━━ Data
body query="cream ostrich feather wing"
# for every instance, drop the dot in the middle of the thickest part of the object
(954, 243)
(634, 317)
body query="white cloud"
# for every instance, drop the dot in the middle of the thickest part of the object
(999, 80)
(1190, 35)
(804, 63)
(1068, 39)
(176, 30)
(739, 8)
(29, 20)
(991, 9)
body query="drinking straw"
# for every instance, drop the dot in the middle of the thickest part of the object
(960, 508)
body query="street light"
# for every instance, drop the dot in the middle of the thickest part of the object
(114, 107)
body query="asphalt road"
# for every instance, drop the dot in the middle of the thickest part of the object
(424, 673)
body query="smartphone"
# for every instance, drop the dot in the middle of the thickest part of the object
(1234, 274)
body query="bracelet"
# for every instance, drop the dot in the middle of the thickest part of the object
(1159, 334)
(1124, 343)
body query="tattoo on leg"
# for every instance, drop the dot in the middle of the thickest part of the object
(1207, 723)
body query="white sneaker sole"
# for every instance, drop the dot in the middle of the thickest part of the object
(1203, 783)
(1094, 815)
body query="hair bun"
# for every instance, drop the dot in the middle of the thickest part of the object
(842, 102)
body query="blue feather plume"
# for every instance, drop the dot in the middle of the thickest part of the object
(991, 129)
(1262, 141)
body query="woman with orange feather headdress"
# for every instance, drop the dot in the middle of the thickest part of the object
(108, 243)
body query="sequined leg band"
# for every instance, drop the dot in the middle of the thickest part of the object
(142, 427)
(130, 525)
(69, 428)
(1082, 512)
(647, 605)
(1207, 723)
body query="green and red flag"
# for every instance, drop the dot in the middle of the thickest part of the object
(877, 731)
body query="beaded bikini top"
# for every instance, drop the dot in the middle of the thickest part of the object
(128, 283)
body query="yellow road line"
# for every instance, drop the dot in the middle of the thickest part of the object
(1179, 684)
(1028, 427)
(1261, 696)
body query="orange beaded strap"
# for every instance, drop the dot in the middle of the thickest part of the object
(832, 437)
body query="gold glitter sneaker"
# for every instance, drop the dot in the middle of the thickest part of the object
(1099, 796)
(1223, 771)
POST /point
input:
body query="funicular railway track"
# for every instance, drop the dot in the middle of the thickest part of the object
━━━━
◆ Short exercise: Transcribe the entire listing above precisely.

◆ Task solution:
body query="cream ostrich feather wing"
# for every instance, drop the dot in the middle of the thickest part of the object
(954, 243)
(634, 317)
body query="white cloud"
# for every instance, drop the dot in the middle of the thickest part of the object
(999, 80)
(1190, 35)
(804, 63)
(1068, 39)
(176, 30)
(739, 8)
(29, 20)
(991, 9)
body query="drinking straw"
# for every instance, drop the dot in the middle of the thickest part of the object
(960, 508)
body query="street light"
# for every instance, drop the dot in the middle of the thickest part of the object
(114, 107)
body query="asphalt road"
# for every instance, drop the dot in the middle of the thickest part of the object
(424, 673)
body query="smartphone"
# for every instance, drop the dot in the middle of the thickest part of the object
(1234, 274)
body query="bracelet"
# for every instance, drop the dot in the middle of the thickest part of the object
(1159, 334)
(1124, 343)
body query="tattoo on leg"
# for every instance, drop the dot in the middle of the thickest part of the object
(1207, 723)
body query="white sneaker sole"
# for every instance, drop the dot in the middle of the thickest part of the object
(1203, 783)
(1094, 815)
body query="hair bun"
# for every instance, drop the dot in the middle of the thickest part of the object
(842, 102)
body query="blue feather plume"
# for every instance, drop the dot in the middle of the thickest part of the object
(991, 129)
(1262, 141)
body query="woman with orange feather headdress"
# for every instance, drop the dot in the middle of the thickest part of the object
(108, 243)
body query="sequined leg band"
# for every instance, drop the dot in the middle of the thickest part of the object
(142, 427)
(130, 525)
(69, 428)
(1082, 512)
(647, 605)
(1207, 723)
body query="green and red flag"
# for every instance, drop the dot in the middle of the thickest part of the object
(877, 731)
body query="beaded bikini top"
# for every instance, drop the dot in the middle of the thickest part of the object
(128, 283)
body query="yellow road line"
# for every instance, drop the dot in the middle of the thickest part of the object
(1179, 684)
(1028, 427)
(1261, 696)
body query="orange beaded strap"
# for every instance, drop the dot in the middle of the thickest part of the object
(832, 437)
body query="gold glitter sneaker"
# for every instance, drop the dot in the middle of the thickest part of the object
(1099, 796)
(1223, 771)
POST /point
input:
body query="funicular railway track"
# for every instance, drop the dot in the middle of the thickest part of the object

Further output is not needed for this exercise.